Exercise: Please recast the stretch of the rows below, from the line containing "Target: street light" through the end of the rows, as a numbered list, with blank lines left out.

Dataset rows:
# # # # #

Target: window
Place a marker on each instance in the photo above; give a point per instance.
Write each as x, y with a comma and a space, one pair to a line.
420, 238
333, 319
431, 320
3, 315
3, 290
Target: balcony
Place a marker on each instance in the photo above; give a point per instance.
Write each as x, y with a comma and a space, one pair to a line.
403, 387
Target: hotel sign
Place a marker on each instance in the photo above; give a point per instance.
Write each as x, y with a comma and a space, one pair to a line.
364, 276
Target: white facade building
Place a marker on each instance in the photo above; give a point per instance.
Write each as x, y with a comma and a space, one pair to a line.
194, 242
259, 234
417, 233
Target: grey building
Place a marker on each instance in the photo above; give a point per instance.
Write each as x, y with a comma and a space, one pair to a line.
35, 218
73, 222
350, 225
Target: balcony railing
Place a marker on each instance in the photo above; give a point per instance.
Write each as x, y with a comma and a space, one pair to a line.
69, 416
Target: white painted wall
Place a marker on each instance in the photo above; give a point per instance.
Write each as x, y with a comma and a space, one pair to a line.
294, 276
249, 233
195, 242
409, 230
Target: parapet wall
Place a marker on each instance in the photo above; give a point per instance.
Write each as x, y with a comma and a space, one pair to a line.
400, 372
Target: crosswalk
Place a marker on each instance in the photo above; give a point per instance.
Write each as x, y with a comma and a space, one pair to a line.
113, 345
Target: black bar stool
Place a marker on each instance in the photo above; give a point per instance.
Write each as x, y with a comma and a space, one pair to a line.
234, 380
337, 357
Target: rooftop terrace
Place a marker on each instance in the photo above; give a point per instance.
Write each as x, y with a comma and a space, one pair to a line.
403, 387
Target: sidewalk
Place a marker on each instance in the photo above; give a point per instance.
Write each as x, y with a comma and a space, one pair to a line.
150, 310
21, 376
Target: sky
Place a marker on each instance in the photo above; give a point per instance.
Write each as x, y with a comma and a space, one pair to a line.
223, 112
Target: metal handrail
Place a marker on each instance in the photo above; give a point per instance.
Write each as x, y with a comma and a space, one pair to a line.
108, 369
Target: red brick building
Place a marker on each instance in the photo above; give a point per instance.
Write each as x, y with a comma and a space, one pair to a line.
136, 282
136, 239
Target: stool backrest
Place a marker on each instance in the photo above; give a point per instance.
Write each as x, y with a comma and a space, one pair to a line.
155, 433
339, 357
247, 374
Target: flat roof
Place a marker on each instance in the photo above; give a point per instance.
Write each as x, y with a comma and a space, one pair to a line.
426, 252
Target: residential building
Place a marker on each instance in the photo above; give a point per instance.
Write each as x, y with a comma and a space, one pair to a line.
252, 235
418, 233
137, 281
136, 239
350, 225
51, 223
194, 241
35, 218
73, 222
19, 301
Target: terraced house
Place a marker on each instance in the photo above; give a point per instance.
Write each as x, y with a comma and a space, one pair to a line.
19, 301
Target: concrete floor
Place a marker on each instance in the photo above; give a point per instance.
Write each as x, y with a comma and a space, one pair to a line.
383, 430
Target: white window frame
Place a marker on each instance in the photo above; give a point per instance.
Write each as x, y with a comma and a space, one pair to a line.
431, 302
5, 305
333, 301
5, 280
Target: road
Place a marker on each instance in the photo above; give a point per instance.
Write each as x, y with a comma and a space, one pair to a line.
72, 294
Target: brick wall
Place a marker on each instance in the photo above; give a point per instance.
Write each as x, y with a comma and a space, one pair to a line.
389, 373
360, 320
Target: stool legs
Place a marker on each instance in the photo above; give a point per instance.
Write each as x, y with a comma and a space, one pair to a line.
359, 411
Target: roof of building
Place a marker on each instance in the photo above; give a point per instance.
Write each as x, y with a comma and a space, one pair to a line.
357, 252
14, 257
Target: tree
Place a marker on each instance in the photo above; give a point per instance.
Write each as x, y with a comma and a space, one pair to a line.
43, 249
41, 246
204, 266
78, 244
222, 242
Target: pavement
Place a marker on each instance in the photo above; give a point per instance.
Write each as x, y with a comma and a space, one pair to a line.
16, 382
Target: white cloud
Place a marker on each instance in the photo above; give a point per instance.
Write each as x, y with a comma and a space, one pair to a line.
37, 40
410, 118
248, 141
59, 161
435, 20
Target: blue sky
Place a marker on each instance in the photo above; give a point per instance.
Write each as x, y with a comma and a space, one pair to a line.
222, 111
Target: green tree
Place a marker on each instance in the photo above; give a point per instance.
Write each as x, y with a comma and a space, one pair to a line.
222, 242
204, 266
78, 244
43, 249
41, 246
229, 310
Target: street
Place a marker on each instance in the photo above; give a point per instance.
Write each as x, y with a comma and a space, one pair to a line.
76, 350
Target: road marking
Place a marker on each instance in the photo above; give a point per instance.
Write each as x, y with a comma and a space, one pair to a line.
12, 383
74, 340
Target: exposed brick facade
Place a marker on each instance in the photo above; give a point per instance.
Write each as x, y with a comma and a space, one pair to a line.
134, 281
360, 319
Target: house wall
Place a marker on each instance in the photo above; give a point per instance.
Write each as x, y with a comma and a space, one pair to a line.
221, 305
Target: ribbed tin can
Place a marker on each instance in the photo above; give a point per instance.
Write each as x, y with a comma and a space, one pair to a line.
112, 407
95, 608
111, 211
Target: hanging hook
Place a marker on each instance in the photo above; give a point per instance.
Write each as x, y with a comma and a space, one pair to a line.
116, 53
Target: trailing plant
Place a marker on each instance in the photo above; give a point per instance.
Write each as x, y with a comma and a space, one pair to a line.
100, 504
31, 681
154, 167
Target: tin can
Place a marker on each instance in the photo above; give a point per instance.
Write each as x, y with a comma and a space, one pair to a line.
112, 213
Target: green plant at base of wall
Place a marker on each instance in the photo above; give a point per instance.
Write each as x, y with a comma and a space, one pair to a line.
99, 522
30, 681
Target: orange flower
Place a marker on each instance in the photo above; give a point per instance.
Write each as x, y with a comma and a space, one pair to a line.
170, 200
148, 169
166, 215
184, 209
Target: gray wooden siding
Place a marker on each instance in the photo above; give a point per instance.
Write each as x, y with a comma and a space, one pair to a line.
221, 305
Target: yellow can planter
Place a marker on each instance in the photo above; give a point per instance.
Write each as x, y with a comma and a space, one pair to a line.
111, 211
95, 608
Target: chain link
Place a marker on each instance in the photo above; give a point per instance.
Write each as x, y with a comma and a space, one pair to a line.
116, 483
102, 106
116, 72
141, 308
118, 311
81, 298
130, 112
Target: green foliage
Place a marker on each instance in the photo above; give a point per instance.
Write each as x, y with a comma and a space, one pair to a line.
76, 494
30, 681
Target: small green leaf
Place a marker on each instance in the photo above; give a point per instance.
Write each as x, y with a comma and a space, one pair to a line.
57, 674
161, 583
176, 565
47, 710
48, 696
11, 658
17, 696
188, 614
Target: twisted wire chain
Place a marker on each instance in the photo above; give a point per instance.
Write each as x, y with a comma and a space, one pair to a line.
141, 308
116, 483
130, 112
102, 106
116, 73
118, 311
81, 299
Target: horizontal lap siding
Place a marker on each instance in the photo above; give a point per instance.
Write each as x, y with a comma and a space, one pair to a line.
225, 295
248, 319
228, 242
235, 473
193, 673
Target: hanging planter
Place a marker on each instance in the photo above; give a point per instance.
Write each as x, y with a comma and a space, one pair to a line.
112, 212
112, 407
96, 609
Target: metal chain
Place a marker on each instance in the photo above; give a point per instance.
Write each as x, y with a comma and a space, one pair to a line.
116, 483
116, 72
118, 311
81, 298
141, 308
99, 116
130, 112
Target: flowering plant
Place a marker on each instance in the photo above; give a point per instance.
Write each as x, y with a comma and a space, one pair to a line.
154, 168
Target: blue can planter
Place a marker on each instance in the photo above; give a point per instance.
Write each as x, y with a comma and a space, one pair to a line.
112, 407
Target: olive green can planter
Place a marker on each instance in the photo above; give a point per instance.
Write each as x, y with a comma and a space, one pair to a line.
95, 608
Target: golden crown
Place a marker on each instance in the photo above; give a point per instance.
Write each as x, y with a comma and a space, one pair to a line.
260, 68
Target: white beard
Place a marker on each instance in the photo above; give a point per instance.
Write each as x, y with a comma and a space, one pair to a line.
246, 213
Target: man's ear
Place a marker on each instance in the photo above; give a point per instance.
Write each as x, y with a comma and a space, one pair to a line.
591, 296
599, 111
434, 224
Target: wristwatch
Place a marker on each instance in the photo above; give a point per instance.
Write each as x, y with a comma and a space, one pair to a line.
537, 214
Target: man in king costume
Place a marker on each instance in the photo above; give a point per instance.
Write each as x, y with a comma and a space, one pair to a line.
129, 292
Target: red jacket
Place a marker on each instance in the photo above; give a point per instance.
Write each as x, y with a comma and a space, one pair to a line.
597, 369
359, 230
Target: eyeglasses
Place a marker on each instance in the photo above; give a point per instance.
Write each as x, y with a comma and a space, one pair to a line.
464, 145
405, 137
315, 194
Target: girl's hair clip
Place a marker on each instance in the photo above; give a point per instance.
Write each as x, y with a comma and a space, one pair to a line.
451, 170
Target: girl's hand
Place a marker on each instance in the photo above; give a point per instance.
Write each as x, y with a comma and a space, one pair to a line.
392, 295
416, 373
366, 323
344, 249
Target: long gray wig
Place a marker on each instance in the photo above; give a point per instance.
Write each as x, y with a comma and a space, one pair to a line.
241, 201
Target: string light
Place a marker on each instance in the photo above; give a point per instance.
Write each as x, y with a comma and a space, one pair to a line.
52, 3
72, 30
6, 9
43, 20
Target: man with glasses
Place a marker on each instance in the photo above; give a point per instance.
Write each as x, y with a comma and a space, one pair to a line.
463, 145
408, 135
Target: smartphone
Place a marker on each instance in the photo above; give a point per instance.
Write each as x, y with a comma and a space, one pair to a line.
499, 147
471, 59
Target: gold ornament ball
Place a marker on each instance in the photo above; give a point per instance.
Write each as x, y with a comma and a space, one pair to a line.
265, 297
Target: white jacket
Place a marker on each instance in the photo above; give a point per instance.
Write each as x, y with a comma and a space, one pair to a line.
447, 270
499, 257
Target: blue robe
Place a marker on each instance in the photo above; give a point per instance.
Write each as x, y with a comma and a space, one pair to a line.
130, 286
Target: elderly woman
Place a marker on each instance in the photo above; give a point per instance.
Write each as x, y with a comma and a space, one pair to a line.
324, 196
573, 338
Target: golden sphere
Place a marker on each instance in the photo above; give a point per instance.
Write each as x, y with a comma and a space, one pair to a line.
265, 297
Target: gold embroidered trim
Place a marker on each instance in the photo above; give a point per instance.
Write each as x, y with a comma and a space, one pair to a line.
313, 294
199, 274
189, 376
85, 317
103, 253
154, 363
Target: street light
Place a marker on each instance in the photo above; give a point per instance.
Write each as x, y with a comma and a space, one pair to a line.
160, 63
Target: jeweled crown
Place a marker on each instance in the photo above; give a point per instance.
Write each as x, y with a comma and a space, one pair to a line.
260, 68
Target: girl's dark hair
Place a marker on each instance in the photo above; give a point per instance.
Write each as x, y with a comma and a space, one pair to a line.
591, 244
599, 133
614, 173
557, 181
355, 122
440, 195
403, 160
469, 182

# # # # #

Exercise result:
1. Target: street light
2. Place a marker on each instance in the photo above; give a point per instance.
3. Write each as x, y with a comma and a space, one pair to a line.
4. 160, 63
5. Target: jeweled crown
6. Place a marker on each instance in the photo above; give a point per instance.
7. Write each as x, y with a comma and a space, one pair to a line.
8. 260, 68
9. Target: girl's dark hair
10. Place a marker on each instance in the photo above; give a point per instance.
11. Write each as x, y with a comma and a space, one pair to a line.
12. 591, 244
13. 599, 133
14. 614, 173
15. 557, 181
16. 355, 122
17. 440, 195
18. 403, 160
19. 469, 182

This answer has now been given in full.